** PROBLEM TO SOLVE **
Each record below is to be reproduced without any change.

start DATA IN THIS EXERCISE

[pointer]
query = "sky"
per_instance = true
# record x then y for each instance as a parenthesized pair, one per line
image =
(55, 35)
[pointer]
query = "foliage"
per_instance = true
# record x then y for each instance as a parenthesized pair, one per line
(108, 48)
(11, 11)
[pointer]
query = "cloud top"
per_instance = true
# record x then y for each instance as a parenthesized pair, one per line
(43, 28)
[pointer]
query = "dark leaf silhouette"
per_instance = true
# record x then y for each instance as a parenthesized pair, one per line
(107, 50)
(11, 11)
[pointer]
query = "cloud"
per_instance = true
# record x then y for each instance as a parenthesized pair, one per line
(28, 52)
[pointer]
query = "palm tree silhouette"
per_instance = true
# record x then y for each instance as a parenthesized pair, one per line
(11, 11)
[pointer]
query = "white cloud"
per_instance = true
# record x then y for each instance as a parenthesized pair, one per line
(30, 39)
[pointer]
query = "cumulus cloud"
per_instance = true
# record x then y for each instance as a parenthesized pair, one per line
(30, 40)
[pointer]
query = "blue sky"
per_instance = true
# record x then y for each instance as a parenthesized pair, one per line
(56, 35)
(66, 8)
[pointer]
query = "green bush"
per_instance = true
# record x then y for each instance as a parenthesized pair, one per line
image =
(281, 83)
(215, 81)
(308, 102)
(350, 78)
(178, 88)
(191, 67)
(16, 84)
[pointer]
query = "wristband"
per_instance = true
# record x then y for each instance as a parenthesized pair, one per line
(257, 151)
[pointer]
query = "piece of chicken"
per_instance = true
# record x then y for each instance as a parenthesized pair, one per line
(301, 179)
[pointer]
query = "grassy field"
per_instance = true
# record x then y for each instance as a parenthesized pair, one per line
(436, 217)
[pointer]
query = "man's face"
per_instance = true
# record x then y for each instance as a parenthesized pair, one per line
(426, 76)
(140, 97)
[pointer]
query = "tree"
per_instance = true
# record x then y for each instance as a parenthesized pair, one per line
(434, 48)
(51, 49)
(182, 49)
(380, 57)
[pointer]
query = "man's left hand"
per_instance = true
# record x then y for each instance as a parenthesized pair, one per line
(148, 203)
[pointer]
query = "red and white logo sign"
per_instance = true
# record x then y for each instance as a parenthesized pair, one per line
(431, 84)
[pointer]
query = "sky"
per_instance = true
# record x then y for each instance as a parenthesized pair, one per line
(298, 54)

end DATA IN THIS EXERCISE

** SOLUTION TO THIS PROBLEM **
[pointer]
query = "sky"
per_instance = true
# record x then y for each instance as a parenthesized pair, one per line
image =
(55, 35)
[pointer]
query = "foliage"
per_instance = true
# record x then y for each instance as a parenthesized pair, one per line
(108, 48)
(11, 11)
[pointer]
query = "cloud top"
per_instance = true
# record x then y for each instance as a parenthesized pair, one per line
(43, 28)
[pointer]
query = "dark leaf silhouette"
per_instance = true
# record x then y for each instance as a parenthesized pair, one per line
(107, 50)
(11, 11)
[pointer]
query = "cloud"
per_instance = true
# record x then y for each instance as a parenthesized pair, one per line
(28, 52)
[pointer]
query = "palm tree silhouette"
per_instance = true
# record x then y for each instance as a parenthesized pair, one per line
(11, 11)
[pointer]
query = "white cloud"
per_instance = true
# record x then y for each instance as a parenthesized pair, one per line
(30, 39)
[pointer]
query = "cumulus cloud"
per_instance = true
# record x then y for each instance as a parenthesized pair, one per line
(30, 40)
[pointer]
query = "blue sky"
per_instance = true
# record x then y for each instance as a parenthesized pair, one per line
(56, 35)
(66, 8)
[pointer]
query = "green bush"
per_instance = true
# record x then y for each instance as a parenthesized pair, one per line
image =
(281, 83)
(215, 81)
(308, 102)
(350, 78)
(178, 88)
(191, 67)
(16, 84)
[pointer]
query = "wristband"
per_instance = true
# record x then y for each instance as a parenthesized pair, one per line
(257, 151)
[pointer]
query = "piece of chicken"
per_instance = true
# record x then y for each instance as a parenthesized pair, one per line
(301, 179)
[pointer]
query = "grassy field"
per_instance = true
# record x then y for each instance as a parenthesized pair, one per line
(436, 217)
[pointer]
query = "man's face"
per_instance = true
# record x then y for each instance as a parenthesized pair, one per line
(426, 76)
(140, 97)
[pointer]
query = "tree"
per_instance = true
# record x then y for each instance as a parenthesized pair, one per line
(434, 48)
(51, 49)
(182, 49)
(380, 57)
[pointer]
query = "man's left hand"
per_instance = true
# record x then y for each instance as a parenthesized pair, one per line
(148, 203)
[pointer]
query = "red and white logo sign"
per_instance = true
# record x then y for each instance as a parenthesized pair, one per line
(431, 84)
[pointer]
query = "sky"
per_instance = true
# record x then y for each instance as a parenthesized pair, one per line
(298, 54)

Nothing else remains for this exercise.